#### PROMPT
Lines before the one containing "compact shape [1075,246]." are excluded; reproduce that line and all lines after it in the entries below, exactly.

#### PROVIDED DATA

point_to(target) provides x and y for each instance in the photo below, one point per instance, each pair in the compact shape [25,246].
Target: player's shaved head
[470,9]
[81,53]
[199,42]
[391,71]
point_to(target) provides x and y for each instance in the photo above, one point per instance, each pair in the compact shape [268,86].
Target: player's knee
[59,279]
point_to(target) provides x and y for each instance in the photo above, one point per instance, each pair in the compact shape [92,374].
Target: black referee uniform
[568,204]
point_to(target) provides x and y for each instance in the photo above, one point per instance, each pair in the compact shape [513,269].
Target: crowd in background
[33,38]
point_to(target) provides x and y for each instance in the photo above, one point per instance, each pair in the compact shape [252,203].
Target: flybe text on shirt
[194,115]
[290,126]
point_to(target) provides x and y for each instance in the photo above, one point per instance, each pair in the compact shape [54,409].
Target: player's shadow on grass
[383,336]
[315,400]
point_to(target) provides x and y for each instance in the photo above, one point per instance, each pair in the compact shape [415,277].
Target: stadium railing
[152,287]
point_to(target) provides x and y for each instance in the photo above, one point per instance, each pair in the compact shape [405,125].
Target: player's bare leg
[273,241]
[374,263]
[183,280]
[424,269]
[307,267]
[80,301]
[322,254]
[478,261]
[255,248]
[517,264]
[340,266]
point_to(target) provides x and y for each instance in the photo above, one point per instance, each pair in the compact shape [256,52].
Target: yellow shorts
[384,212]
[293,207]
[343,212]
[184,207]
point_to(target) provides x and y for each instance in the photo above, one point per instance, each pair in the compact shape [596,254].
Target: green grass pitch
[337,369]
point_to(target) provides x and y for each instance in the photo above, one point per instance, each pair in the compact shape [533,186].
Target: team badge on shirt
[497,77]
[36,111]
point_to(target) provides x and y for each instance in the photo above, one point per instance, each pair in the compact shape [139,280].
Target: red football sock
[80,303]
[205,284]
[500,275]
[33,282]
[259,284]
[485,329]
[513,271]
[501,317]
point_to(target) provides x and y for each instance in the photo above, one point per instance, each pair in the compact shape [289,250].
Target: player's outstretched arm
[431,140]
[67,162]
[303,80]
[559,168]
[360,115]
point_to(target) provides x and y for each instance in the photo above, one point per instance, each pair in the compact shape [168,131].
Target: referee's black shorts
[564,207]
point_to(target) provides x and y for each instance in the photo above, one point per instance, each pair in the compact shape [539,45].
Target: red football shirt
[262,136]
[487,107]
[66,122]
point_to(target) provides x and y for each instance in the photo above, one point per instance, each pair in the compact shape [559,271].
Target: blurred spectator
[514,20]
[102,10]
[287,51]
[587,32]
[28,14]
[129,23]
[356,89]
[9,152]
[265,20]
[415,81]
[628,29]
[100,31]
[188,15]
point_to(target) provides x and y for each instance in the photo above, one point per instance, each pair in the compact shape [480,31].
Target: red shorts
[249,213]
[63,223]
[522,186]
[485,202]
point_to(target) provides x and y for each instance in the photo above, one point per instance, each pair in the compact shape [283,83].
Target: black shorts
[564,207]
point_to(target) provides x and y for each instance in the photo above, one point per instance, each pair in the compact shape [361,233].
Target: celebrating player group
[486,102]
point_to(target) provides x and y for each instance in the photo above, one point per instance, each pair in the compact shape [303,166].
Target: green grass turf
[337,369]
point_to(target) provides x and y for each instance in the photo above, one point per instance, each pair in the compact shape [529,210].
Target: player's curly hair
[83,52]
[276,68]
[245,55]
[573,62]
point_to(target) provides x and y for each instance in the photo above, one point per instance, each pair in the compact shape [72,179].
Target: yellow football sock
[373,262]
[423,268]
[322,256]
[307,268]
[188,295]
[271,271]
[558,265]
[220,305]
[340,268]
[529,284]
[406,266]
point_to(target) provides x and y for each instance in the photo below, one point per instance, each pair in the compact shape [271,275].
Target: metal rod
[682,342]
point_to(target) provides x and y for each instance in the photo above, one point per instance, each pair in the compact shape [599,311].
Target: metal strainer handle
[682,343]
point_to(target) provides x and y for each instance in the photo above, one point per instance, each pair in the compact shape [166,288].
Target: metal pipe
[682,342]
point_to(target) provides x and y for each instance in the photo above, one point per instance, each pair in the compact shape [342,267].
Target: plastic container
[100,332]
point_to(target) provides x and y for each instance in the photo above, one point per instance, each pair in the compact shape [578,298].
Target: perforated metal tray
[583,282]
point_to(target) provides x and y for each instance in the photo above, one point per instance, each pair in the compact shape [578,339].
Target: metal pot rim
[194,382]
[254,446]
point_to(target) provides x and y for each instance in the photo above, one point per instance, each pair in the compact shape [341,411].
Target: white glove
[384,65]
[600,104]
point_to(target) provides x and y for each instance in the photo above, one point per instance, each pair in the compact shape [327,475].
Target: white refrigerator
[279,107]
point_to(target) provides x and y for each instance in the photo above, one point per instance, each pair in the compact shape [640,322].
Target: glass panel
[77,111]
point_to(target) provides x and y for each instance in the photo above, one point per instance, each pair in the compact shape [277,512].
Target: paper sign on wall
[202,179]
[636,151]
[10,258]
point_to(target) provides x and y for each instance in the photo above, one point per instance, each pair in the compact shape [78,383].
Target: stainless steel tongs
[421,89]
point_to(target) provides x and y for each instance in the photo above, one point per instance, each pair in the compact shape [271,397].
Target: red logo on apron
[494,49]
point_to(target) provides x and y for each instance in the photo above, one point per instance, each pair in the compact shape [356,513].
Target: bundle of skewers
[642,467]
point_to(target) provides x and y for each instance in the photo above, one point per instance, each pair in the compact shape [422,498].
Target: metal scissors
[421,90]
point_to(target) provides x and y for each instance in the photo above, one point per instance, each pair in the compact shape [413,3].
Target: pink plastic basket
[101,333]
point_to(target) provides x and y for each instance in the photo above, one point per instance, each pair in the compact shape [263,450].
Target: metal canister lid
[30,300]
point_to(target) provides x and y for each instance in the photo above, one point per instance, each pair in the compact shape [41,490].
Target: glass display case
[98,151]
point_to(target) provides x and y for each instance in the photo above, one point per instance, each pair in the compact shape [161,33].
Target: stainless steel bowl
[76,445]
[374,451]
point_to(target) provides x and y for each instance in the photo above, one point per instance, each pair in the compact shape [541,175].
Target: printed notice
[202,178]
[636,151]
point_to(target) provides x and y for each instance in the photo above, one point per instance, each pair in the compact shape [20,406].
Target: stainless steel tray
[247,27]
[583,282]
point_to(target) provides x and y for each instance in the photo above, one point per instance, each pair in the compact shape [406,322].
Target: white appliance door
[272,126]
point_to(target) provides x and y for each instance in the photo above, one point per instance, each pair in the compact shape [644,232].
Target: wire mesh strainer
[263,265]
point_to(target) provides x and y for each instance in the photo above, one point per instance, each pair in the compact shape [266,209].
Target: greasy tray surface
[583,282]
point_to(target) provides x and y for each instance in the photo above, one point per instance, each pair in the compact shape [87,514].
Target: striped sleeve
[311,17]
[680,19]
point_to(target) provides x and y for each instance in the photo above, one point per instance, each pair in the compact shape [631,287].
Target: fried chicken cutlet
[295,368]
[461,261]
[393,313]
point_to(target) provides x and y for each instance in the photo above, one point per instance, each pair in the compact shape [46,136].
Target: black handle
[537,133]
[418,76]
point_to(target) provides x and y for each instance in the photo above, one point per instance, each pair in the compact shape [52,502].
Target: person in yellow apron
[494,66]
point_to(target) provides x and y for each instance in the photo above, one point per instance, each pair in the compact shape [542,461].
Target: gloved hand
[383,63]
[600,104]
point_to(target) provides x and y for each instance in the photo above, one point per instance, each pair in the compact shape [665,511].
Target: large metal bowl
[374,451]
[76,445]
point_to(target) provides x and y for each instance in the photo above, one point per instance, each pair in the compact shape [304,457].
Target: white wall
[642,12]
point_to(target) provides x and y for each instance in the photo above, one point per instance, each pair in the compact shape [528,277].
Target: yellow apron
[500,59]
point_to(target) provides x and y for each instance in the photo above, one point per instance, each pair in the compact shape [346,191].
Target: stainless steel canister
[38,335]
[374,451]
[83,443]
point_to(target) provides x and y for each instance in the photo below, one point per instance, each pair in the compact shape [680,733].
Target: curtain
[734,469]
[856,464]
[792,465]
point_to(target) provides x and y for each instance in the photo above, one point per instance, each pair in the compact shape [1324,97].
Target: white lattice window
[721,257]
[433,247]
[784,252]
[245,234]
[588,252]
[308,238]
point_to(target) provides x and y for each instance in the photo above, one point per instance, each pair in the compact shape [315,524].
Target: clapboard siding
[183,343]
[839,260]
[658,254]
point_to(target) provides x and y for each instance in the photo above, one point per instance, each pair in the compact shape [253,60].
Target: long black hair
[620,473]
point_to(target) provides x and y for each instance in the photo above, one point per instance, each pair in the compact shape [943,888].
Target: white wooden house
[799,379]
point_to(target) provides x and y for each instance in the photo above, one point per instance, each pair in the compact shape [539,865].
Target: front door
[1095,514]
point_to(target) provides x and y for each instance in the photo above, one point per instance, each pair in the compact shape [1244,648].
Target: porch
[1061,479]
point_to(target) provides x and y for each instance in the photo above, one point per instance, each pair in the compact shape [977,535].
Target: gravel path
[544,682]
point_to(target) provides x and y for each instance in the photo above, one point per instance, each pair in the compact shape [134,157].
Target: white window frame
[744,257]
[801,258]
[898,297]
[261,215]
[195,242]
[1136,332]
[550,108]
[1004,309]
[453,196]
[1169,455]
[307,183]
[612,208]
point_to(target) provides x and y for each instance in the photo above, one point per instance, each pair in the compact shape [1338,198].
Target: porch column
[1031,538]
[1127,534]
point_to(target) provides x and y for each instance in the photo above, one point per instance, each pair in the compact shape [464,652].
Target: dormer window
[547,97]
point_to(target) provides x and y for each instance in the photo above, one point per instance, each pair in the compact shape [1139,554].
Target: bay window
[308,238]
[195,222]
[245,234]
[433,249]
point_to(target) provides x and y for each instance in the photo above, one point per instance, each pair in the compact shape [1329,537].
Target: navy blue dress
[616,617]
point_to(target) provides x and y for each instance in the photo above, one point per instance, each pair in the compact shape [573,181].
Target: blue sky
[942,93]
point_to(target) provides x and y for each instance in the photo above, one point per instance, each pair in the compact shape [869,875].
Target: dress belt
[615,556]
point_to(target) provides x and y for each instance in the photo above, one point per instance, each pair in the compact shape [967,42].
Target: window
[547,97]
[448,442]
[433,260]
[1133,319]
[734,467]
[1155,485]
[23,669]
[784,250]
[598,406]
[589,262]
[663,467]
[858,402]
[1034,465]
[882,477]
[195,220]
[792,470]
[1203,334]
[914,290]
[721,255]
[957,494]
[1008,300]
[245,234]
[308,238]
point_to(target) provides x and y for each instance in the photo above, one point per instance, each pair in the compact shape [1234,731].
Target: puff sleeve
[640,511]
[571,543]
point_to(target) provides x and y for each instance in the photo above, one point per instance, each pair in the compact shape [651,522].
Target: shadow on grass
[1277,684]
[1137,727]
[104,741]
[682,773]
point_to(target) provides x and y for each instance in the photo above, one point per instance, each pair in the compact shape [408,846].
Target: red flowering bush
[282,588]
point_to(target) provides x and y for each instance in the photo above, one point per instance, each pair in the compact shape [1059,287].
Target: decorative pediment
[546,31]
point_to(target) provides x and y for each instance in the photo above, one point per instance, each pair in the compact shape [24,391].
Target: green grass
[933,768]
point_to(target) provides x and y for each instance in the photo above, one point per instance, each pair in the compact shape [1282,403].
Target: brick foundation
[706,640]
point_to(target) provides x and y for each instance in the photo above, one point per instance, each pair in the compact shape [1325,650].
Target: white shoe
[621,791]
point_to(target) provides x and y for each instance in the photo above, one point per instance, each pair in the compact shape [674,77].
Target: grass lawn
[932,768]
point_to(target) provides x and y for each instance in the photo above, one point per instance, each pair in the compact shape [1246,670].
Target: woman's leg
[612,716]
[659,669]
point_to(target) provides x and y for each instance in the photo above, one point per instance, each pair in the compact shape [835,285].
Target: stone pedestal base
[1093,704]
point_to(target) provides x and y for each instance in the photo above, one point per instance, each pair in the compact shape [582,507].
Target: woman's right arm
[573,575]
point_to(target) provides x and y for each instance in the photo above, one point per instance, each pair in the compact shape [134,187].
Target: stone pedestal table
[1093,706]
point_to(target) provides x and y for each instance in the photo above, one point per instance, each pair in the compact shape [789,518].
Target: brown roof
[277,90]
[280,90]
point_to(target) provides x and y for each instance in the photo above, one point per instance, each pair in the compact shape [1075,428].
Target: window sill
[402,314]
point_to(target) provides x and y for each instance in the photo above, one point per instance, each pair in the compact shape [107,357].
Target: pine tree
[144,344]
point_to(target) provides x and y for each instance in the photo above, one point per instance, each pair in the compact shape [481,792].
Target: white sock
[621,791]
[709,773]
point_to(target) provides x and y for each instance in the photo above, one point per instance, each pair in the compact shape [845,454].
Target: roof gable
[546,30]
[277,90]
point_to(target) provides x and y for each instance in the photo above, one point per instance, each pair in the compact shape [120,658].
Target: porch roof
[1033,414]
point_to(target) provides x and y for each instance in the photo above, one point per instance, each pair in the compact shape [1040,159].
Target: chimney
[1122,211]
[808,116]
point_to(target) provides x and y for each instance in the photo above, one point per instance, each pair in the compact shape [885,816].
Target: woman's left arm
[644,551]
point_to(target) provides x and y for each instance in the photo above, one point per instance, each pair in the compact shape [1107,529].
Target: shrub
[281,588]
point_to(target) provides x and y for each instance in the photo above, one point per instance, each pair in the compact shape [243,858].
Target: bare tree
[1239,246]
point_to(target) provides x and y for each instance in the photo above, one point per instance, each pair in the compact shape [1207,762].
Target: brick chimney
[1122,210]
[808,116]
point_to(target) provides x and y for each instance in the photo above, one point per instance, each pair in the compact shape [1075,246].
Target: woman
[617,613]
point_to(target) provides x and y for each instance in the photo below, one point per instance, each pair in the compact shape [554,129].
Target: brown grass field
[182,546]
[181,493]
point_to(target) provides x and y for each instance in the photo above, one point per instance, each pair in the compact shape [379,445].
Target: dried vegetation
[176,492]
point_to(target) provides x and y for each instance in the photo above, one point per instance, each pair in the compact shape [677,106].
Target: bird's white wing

#### EXERCISE ANSWER
point_to(target) provides x and y for each instance in the photo above, one point per instance, each pair in the compact shape [1075,246].
Target: woman
[617,613]
point_to(target) provides x and y for each instance in the photo below, one point per instance, each pair in the compact shape [554,129].
Target: brown grass field
[182,546]
[181,493]
point_to(target) provides x and y for each instance in the photo above, one point per instance, each pair in the compact shape [379,445].
Target: dried vegetation
[176,492]
point_to(target) provides x and y for each instance in the photo above, one point per instance, each pair in the compact shape [677,106].
Target: bird's white wing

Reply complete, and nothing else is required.